*What to work on*:
Can you write out all of the items below word for word, keeping them in the same order?
====== Given records ======
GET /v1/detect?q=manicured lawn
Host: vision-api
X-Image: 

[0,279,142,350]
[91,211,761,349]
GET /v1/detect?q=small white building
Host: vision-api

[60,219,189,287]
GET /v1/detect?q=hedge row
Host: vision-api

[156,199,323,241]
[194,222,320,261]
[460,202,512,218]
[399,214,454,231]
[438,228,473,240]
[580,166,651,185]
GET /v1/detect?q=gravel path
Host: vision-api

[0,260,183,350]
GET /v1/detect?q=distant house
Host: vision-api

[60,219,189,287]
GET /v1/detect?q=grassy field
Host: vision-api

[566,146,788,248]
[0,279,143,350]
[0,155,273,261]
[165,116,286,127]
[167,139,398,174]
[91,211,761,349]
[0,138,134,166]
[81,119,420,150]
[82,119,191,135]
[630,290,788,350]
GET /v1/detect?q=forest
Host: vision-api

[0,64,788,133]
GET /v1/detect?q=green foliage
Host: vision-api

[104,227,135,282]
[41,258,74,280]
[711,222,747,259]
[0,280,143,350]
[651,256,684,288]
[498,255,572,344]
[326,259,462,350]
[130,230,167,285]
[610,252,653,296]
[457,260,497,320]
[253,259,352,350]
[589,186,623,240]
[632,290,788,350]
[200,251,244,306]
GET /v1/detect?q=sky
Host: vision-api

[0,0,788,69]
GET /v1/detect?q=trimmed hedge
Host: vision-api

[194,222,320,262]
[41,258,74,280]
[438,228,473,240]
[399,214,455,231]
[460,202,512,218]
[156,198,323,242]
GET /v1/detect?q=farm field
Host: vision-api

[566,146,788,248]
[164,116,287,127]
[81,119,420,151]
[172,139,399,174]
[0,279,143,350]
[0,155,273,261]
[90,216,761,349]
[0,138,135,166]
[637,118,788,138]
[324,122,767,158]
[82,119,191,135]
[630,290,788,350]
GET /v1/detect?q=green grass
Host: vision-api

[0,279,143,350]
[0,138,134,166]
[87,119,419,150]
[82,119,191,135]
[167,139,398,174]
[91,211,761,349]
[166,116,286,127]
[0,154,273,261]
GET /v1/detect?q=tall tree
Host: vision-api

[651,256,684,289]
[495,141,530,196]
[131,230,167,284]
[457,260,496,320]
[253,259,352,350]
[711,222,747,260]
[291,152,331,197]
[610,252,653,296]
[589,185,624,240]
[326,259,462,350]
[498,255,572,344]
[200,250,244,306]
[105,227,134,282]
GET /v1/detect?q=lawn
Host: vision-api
======
*Finished exercise*:
GET /v1/detect?q=manicured lawn
Host: vision-api
X-Image: 

[0,279,142,350]
[91,211,761,349]
GET /v1/detect?q=small white building
Host: vision-api

[60,219,189,287]
GET /v1/detect?q=hedge row
Host: vision-api

[156,199,323,241]
[194,222,320,261]
[460,202,512,218]
[399,214,454,231]
[438,228,473,240]
[580,166,651,185]
GET /v1/detect?q=gravel path
Host: vision-api

[0,260,183,350]
GET /v1/detect?q=distant house
Host: vision-api

[60,219,189,287]
GET /v1/detect?q=grassy field
Host: vision-api

[566,146,788,248]
[0,279,143,350]
[0,155,273,261]
[165,116,286,127]
[167,139,398,174]
[91,211,761,349]
[0,138,134,166]
[81,119,420,150]
[82,119,191,135]
[630,290,788,350]
GET /v1/detect?q=forest
Host: vision-api

[0,64,788,133]
GET /v1/detect?q=green foliage
Host: vision-api

[104,227,135,282]
[41,258,74,280]
[711,222,747,259]
[0,280,143,350]
[651,256,684,288]
[498,255,572,344]
[326,259,462,350]
[130,230,167,285]
[610,252,653,296]
[457,260,497,320]
[253,259,352,350]
[589,186,623,240]
[632,290,788,350]
[200,251,244,306]
GET /v1/detect?q=sky
Host: vision-api

[0,0,788,69]
GET /v1/detect?q=trimmed hedge
Host: vision-api

[194,222,320,262]
[41,258,74,280]
[438,228,473,240]
[399,214,455,231]
[460,202,512,218]
[156,198,323,242]
GET /v1/detect?q=farm field
Host: vision-api

[566,146,788,248]
[164,116,287,127]
[81,119,420,151]
[172,139,399,174]
[0,279,143,350]
[0,155,273,261]
[90,216,761,349]
[0,138,135,166]
[637,118,788,138]
[324,122,767,158]
[82,119,191,135]
[630,290,788,350]
GET /v1/detect?q=green grass
Host: vision-api

[0,279,143,350]
[0,138,134,166]
[87,119,419,150]
[82,119,191,135]
[167,139,398,174]
[91,211,761,349]
[166,116,286,127]
[0,154,273,261]
GET /v1/detect?q=tall tree
Host: vision-api

[651,256,684,289]
[495,141,530,196]
[131,230,167,284]
[457,260,496,320]
[253,259,352,350]
[711,222,747,260]
[291,152,331,197]
[610,252,653,296]
[589,185,624,240]
[326,259,462,350]
[498,255,572,344]
[200,250,244,306]
[105,227,134,282]
GET /v1/detect?q=lawn
Host: vision-api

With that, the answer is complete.